● EXERCISE
Your answer should be one number: the count of lines below that contain "carefully".

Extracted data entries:
* * * * * * *
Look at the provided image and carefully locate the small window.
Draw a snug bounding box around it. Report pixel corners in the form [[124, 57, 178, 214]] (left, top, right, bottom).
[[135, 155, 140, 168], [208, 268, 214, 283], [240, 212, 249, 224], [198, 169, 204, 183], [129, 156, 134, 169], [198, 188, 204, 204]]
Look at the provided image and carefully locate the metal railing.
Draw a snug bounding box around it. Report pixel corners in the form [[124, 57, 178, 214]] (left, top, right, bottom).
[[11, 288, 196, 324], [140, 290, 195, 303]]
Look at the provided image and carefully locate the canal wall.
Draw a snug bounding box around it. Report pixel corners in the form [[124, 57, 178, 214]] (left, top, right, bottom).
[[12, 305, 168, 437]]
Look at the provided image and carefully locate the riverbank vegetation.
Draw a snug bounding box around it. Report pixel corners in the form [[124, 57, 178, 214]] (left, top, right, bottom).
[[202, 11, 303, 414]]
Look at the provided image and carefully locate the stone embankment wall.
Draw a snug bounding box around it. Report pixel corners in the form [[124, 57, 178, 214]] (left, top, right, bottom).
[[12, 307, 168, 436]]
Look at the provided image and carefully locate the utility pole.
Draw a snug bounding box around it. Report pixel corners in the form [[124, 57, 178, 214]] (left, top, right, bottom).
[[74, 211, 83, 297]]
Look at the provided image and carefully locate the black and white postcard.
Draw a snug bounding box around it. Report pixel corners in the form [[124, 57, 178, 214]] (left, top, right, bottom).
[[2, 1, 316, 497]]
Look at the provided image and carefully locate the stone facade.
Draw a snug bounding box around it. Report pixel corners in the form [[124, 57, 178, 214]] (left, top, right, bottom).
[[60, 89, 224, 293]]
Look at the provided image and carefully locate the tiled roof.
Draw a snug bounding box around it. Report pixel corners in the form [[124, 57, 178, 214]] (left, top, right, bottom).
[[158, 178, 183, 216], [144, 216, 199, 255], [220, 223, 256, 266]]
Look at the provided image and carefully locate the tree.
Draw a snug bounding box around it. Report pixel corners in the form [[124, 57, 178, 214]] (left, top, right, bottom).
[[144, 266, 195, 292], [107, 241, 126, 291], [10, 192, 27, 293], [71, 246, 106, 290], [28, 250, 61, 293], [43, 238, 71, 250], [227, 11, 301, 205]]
* * * * * * *
● FINISHED EXERCISE
10